Rewrite the part of the text on mental health peers at university that opens with the words containing "Given a choice, peers" and closes with "to do this.", putting "guidance" in place of "insight".

● **EXTRACTED TEXT**:
—————

Category: Beyond Support Groups (Page 1 of 3)

The University Interviews: Mental health peers to mental health providers.

In the months to come, STS is interviewing a number of peers pursuing university degrees in the mental health field. The unique challenges of college education for peers are illustrated in their experiences and stories shared, including how existing accommodations must improve to ensure peer success in their studies.

It’s a growing community of mental health peers returning to college to become mental health providers. There is a built-in benefit in this trend: Mental health peers taking primacy in the mental health provider market results in ongoing successful treatment for peers. Peers treating peers just makes sense.

Encouraging enough peers to enter degree programs is difficult, though, because these programs continue to lack properly enforced scholastic accommodation for the unpredictable nature of symptomatic episodes. The “wash out” rate is significant because the structure of degree programs value benchmarks and expected completion scheduling over the individual needs of candidates.

While university accommodation services are more available, the parameters are so ill-defined by administration and repercussions for non-compliance by educators is so inadequate, scholastic accommodations for mental health peers are easier to ignore than honor.

A prime concern is mental health peers aren’t involved in developing scholastic accommodations. Having peers develop mental health degree program scholastic accommodations for successful completion and graduation is critical, and not as an abstract talking point for consideration, this is required right now and going forward.

Given a choice, peers choose providers who implicitly understand with a unique-to-peers lived-experience empathy. And we peers deserve more providers who are peers. The time is right to change things up. Let’s create an ongoing education environment to support mental peer students. The upcoming interviews have lots of excellent insight on just how to do this.

—————

Data extracted from a collection:
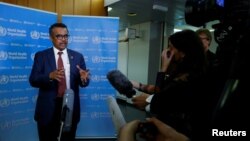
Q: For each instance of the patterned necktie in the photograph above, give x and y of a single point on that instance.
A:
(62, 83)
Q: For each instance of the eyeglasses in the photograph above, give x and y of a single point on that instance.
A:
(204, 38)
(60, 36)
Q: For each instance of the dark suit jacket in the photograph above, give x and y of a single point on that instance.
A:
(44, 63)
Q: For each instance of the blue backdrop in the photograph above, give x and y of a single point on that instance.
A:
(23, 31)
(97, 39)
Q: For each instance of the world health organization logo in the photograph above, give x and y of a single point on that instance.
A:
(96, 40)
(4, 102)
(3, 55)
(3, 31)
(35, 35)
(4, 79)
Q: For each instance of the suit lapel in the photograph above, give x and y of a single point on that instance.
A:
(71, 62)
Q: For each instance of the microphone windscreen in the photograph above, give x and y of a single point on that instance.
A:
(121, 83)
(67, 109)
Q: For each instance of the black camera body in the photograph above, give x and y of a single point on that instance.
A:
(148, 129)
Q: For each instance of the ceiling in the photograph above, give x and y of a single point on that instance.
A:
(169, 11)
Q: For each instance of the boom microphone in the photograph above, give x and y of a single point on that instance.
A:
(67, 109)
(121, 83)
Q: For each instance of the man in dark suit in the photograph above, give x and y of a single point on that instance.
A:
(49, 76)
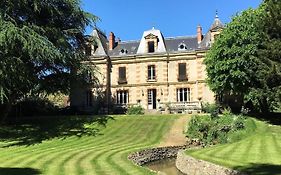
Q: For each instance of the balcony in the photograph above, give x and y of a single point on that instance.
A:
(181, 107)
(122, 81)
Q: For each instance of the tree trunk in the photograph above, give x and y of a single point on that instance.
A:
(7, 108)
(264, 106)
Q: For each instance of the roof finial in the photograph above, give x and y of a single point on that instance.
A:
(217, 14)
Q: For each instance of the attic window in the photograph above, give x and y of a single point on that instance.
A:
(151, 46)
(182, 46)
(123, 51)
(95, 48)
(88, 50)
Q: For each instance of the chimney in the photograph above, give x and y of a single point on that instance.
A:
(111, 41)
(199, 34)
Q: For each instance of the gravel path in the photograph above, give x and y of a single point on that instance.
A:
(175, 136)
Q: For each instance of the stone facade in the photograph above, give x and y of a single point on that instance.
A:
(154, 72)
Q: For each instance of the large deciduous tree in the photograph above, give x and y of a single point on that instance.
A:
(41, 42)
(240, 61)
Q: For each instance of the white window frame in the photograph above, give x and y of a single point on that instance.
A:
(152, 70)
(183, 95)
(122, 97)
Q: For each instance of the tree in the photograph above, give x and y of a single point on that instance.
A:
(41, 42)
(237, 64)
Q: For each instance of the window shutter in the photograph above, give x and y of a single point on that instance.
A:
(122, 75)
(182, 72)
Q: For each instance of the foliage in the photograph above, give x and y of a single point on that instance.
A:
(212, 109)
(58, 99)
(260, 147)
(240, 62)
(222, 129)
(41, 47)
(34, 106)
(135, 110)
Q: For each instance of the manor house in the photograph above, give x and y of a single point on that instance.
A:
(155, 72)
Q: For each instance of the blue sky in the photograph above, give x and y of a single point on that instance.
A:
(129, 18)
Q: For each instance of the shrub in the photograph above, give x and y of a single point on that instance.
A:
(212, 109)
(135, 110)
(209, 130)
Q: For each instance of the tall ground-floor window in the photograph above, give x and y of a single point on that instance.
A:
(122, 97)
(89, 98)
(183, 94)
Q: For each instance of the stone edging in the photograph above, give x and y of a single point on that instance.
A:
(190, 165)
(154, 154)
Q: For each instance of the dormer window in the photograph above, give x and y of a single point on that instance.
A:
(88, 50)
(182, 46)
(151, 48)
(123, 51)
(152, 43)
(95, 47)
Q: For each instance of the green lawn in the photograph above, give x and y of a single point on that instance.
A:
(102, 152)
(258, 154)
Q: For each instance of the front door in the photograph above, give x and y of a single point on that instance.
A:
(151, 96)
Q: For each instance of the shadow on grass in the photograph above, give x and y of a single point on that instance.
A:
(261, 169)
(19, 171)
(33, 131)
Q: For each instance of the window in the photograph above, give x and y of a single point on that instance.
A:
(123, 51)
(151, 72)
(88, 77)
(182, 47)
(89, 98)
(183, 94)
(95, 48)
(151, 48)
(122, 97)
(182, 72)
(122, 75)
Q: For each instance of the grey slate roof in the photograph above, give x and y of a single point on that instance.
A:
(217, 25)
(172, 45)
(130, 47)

—————

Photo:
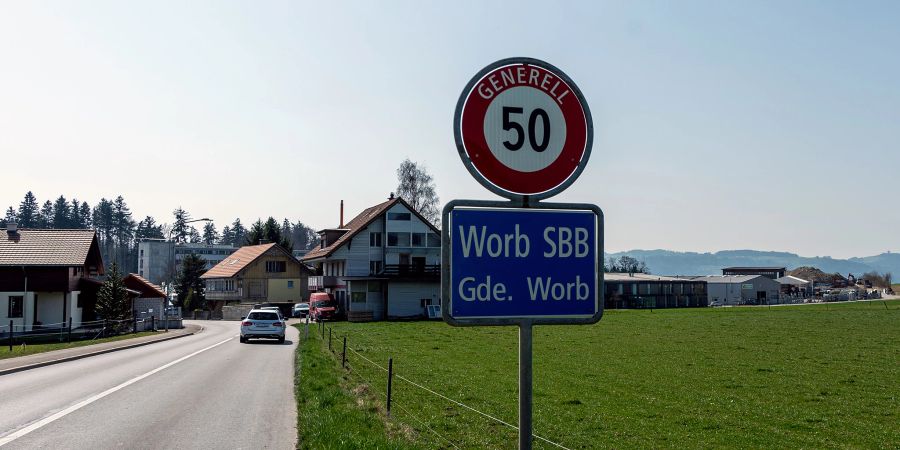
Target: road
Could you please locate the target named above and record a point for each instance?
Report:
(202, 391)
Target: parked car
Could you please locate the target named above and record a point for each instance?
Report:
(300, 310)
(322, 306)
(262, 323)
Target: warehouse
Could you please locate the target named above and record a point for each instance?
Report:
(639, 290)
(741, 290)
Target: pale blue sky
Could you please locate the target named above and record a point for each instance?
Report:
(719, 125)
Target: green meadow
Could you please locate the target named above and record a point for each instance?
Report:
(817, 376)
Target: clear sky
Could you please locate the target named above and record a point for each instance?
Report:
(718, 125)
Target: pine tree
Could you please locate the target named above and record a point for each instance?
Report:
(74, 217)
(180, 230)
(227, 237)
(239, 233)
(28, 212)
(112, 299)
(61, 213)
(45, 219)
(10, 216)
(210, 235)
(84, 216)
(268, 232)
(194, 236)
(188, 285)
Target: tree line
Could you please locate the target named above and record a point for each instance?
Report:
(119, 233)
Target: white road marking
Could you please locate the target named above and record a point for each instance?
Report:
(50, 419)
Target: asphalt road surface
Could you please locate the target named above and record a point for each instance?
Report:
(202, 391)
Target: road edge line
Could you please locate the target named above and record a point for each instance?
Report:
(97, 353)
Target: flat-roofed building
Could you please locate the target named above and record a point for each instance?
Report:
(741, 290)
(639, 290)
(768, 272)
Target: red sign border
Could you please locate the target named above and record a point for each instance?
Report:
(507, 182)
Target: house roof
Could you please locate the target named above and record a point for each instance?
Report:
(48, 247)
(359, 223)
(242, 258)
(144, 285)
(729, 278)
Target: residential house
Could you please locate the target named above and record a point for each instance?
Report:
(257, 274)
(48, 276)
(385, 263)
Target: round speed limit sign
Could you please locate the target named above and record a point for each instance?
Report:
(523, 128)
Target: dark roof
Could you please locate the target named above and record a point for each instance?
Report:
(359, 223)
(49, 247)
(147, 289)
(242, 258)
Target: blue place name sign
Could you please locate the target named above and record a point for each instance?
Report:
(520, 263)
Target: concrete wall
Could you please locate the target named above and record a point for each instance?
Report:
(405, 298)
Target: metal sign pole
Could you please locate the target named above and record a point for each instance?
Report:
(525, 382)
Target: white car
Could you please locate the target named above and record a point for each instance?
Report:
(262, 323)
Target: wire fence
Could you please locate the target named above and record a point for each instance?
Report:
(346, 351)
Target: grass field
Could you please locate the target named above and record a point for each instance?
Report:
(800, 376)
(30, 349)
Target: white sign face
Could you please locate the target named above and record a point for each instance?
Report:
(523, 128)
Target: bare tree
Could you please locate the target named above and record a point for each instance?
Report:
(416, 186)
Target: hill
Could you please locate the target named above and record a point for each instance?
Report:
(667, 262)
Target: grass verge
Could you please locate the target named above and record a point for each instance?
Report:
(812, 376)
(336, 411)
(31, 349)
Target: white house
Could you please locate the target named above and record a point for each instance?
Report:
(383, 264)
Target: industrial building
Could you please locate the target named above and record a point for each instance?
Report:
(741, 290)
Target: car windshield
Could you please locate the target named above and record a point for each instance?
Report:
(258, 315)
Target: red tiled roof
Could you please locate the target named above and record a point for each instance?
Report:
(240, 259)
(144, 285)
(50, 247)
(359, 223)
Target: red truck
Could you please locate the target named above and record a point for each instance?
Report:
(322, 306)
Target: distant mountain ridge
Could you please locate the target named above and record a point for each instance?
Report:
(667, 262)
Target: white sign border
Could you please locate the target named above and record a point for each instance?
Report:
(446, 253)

—————

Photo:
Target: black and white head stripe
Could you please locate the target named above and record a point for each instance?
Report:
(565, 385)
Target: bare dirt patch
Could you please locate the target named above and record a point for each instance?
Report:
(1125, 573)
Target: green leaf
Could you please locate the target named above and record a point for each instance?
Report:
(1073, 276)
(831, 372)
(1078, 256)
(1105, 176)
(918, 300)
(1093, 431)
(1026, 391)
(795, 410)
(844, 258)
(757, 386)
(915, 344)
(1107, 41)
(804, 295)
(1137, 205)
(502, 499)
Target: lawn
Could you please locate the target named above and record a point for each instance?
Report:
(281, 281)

—————

● **RESULT OF THE EXERCISE**:
Given a choice, peers choose providers who implicitly understand with a unique-to-peers lived-experience empathy. And we peers deserve more providers who are peers. The time is right to change things up. Let’s create an ongoing education environment to support mental peer students. The upcoming interviews have lots of excellent guidance on just how to do this.